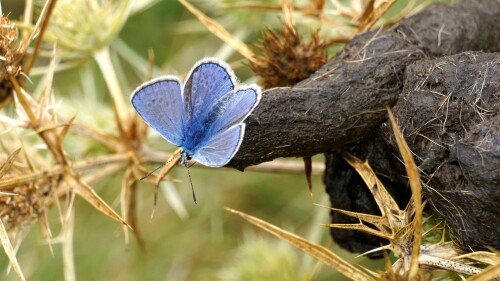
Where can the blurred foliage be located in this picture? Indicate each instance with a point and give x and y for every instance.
(208, 243)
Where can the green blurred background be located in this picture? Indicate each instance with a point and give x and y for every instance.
(187, 241)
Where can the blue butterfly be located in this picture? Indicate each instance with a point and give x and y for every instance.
(204, 116)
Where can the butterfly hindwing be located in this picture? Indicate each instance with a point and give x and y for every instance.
(236, 106)
(204, 116)
(159, 103)
(221, 147)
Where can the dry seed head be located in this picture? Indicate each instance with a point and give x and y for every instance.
(21, 208)
(10, 56)
(288, 59)
(82, 27)
(23, 204)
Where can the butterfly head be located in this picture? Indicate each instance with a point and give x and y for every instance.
(185, 157)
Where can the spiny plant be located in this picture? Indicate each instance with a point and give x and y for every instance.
(416, 260)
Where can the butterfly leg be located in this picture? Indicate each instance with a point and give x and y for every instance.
(169, 165)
============================================================
Arrange every line of the records above as a numbered list, omitting blank lines and leaving out the pictures.

:: CORRECT RESPONSE ::
1. Where can the blurred foliage be located in this picture? Indicate each instance with a point and give x and y for every instance.
2. (208, 243)
3. Where can the green blurred background be located in this picture? Indicate each instance with a point and give x and y for every instance.
4. (187, 241)
5. Where can the blue butterfly be located in this picture? Indicate each instance with a point and give x and y for every instance.
6. (204, 116)
7. Where can the butterfly hindwing be located in this picture? Indicate each instance with a point and give x and y for every instance.
8. (236, 106)
9. (204, 116)
10. (159, 103)
11. (221, 147)
12. Where can the dry seed head be located in this picture? Indicate each instance with a point and give x and y for every instance.
13. (21, 208)
14. (10, 56)
15. (288, 59)
16. (82, 27)
17. (23, 204)
18. Where can the butterfly head be located in this picture? Indicate each instance with a point and give x and y for every instance.
19. (185, 157)
20. Where can the spiny plant be located in this picture? Indicate each instance with a point and give x and y for every instance.
21. (416, 260)
22. Where can the butterfly leg be located in this picture? Indicate each instance with a point and give x and y for every instance.
23. (169, 165)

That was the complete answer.